### Work request A
Extract the passage from "Bing Crosby included" to "of Jesus' name!" from the text about the hymn.
### Work request B
According to the text about the hymn, why does its lyrics section print only four stanzas when the original had eight? Answer in one to three sentences.
### Work request C
Carry on the text about the hymn from its last sentence.

### Source extract
────────
The hymn has been called the "National Anthem of Christendom". The lyrics, written by Edward Perronet, first appeared in the November, 1779 issue of the Gospel Magazine, which was edited by the author of "Rock of Ages", Augustus Toplady.

The song was heavily altered for the Unitarian hymnal, which was also licensed to the hymnal of the Unity Church: "All Hail the Power of Truth to Save from Error's Binding Thrall."

Bing Crosby included the hymn in his 1951 album Beloved Hymns.

== Text ==

The original had eight stanzas, but it is often shortened in modern hymnals; for example:

1 All hail the power of Jesus' name!
Let angels prostrate fall.
Bring forth the royal diadem,

Refrain:
and crown him, crown him, crown him,
crown him Lord of all!

2 O seed of Israel's chosen race
now ransomed from the fall,
hail him who saves you by his grace, Refrain

3 Let every tongue and every tribe
responsive to his call,
to him all majesty ascribe, Refrain

4 Oh, that with all the sacred throng
we at his feet may fall!
We'll join the everlasting song. Refrain

== Tunes ==
The hymn is sung to a variety of tunes. "Coronation" (Oliver Holden, 1793) is most common in the United States.
────────
### Study material
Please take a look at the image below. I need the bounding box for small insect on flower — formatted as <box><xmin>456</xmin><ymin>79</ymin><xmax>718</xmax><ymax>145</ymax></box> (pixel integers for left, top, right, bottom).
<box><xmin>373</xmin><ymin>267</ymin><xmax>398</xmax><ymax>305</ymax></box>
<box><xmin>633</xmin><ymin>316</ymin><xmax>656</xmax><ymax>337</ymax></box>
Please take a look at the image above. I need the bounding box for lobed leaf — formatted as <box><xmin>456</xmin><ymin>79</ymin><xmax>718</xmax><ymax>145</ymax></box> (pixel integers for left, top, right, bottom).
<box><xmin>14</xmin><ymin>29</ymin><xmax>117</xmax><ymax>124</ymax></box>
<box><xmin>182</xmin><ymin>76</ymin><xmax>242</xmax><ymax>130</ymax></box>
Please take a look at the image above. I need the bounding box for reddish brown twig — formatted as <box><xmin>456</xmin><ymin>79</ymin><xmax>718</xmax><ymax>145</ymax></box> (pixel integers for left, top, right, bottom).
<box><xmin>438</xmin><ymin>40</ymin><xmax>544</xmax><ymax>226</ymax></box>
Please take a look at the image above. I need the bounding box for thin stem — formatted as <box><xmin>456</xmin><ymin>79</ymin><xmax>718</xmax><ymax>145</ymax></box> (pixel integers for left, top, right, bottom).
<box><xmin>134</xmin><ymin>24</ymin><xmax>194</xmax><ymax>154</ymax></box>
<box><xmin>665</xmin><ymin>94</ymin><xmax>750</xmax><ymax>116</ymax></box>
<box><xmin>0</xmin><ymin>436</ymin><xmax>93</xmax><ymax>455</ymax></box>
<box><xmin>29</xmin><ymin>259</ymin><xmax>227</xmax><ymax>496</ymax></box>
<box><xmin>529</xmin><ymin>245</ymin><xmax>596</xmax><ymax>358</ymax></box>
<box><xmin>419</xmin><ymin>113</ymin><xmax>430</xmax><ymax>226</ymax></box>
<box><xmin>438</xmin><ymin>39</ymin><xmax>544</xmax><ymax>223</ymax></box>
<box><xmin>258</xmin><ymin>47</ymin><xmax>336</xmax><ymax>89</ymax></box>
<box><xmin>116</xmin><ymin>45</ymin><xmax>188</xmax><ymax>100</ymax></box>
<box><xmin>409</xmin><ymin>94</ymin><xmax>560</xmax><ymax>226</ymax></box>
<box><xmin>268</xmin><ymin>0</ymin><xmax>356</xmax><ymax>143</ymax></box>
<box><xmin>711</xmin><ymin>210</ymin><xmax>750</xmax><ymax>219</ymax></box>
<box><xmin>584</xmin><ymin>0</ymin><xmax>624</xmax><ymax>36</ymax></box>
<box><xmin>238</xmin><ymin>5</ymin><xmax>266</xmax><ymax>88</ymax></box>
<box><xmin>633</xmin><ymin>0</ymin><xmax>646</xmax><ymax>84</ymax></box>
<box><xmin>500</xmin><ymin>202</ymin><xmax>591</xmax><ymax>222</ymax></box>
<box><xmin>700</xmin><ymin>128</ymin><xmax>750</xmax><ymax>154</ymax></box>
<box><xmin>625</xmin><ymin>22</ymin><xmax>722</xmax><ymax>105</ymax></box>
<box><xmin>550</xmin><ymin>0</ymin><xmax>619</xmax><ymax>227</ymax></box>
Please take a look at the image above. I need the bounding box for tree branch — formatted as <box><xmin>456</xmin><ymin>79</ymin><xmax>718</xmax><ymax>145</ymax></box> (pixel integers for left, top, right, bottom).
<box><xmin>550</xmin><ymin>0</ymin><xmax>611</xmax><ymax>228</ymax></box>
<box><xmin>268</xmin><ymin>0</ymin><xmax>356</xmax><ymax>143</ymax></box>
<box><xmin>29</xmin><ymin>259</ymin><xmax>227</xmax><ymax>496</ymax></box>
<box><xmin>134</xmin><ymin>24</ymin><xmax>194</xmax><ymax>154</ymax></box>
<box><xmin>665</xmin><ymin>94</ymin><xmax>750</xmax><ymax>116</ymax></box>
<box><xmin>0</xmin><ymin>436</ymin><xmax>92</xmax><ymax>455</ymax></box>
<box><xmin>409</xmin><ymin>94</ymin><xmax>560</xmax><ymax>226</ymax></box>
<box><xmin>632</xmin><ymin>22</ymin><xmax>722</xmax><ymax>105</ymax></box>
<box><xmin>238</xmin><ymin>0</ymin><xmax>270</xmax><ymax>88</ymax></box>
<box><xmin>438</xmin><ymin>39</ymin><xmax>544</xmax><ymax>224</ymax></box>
────────
### Response box A
Bing Crosby included the hymn in his 1951 album Beloved Hymns.

== Text ==

The original had eight stanzas, but it is often shortened in modern hymnals; for example:

1 All hail the power of Jesus' name!

### Response box B
The text says the hymn is often shortened in modern hymnals. The four stanzas it prints are given as an example of such a shortened version.

### Response box C
"Miles Lane" (William Shrubsole, 1779) was originally associated with the tune in Britain. It first appeared in the Gospel Magazine (November 1779) as a three part arrangement with a figured bass. The "striking refrain" originally began as a series of ascending exclamations by solo voices, but this was later fully harmonised in four parts in Hymns Ancient and Modern and endures as such in modern hymnals.

"Diadem" (James Ellor, 1838) is also a popular alternative, although Methodist scholar Carlton Young notes that the "tune is sometimes described as a choral anthem", due to the repetition of the refrain "Crown him!" in running passages between the voices.